Image-grounded pointing data
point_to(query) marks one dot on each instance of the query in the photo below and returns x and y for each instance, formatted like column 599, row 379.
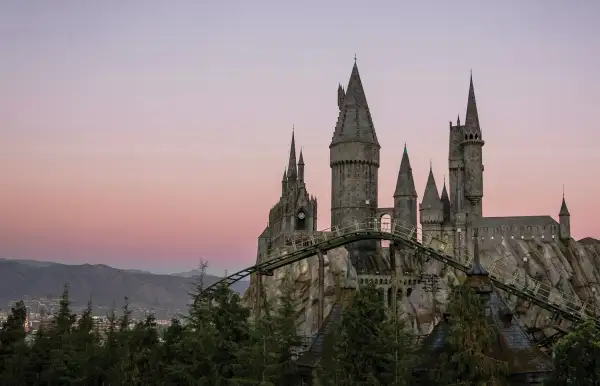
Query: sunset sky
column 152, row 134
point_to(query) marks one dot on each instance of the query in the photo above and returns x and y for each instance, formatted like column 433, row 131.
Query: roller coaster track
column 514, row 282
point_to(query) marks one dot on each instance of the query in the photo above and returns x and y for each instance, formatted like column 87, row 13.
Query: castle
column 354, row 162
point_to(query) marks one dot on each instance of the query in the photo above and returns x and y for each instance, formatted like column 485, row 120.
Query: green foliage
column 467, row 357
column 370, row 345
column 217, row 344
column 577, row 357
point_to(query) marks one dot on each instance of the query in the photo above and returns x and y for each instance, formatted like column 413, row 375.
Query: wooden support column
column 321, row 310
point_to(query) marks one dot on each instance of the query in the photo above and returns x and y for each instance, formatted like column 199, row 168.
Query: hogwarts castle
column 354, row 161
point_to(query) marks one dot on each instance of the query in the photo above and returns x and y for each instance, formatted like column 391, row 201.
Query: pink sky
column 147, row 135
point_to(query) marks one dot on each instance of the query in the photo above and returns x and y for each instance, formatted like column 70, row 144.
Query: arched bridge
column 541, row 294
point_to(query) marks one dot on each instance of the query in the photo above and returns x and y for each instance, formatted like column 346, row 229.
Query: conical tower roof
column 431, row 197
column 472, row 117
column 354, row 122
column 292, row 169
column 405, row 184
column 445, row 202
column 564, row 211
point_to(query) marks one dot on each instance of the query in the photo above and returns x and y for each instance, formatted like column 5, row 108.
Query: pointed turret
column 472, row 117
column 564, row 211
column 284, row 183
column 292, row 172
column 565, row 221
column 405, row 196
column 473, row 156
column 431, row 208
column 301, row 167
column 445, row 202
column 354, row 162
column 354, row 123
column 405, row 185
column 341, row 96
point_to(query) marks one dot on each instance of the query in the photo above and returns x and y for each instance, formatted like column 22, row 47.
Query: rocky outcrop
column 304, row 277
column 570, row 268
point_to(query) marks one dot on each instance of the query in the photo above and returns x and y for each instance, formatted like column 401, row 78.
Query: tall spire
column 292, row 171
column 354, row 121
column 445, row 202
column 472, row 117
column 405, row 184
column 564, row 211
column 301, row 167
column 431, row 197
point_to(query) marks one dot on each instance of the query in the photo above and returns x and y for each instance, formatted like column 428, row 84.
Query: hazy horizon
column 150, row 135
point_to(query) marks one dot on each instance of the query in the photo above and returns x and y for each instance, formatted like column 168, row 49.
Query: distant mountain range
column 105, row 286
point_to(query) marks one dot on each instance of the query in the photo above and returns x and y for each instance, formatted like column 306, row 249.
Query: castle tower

TASK STATEMENT. All entries must be output exactly as they stand, and every picture must be left out.

OUTPUT FOR THIS EXERCISE.
point_to(query) marks one dot on each instance of the query in the photo below and returns x and y for each instance, formatted like column 599, row 379.
Query: sunset sky
column 152, row 134
point_to(query) marks one dot on each instance of the query in the photo above and returns x and y for each instance, formatted like column 433, row 131.
Query: roller coaster track
column 514, row 282
point_to(query) marks one dot on each instance of the query in the photo above and returns x and y for each instance, formatted like column 87, row 13.
Query: castle
column 354, row 162
point_to(query) marks one dot on each instance of the query in the photo above and returns x and y for each instance, formatted like column 485, row 120.
Query: green foliage
column 467, row 357
column 370, row 345
column 217, row 344
column 577, row 357
point_to(query) marks one dot on each instance of the query in the photo above and returns x and y for each instance, formatted like column 413, row 375.
Query: wooden support column
column 321, row 310
point_to(query) marks one dot on each instance of the query in the photo above and returns x and y for each instance, formatted like column 199, row 168.
Query: hogwarts castle
column 354, row 161
point_to(query) marks one dot on each instance of the query in the photo above and returns x and y for each instance, formatted like column 391, row 201.
Query: pink sky
column 147, row 135
point_to(query) marks one dot on each instance of the query in the photo above and returns x and y for each instance, formatted like column 70, row 144.
Query: arched bridge
column 541, row 294
point_to(query) marks one dot on each instance of the query in the photo above and returns x and y for each instance, formatted like column 346, row 229.
Query: conical tower roof
column 431, row 197
column 472, row 117
column 354, row 122
column 292, row 169
column 405, row 184
column 445, row 202
column 564, row 211
point_to(query) marks one dot on each instance of the query in the photo above and returns x and y for each instance, formatted like column 5, row 108.
Query: pointed turret
column 472, row 117
column 564, row 211
column 284, row 183
column 292, row 172
column 565, row 221
column 405, row 196
column 473, row 156
column 431, row 208
column 301, row 167
column 445, row 202
column 354, row 162
column 354, row 123
column 405, row 185
column 341, row 96
point_to(query) marks one dot on each instance of the query in the photo above and returns x and y for each instance, formatted like column 22, row 47.
Query: rocky outcrop
column 304, row 277
column 570, row 268
point_to(query) marks one dot on each instance of the query in the photo above and returns x and y for each instance, formatted like column 401, row 78.
Query: tall spire
column 292, row 171
column 354, row 121
column 445, row 202
column 472, row 117
column 405, row 184
column 564, row 211
column 301, row 167
column 431, row 197
point_to(query) marks one dot on each instance of the query in the photo above and returns x and y for each instance, formatted like column 428, row 84.
Query: hazy horizon
column 150, row 135
point_to(query) marks one dot on each instance of the query in the photo above and returns x and y for each instance, formatted like column 168, row 49.
Query: distant mountain range
column 105, row 286
point_to(query) marks one dot on each instance of the query in the photo above and returns x and y for each instance, formatted like column 306, row 249.
Query: castle tower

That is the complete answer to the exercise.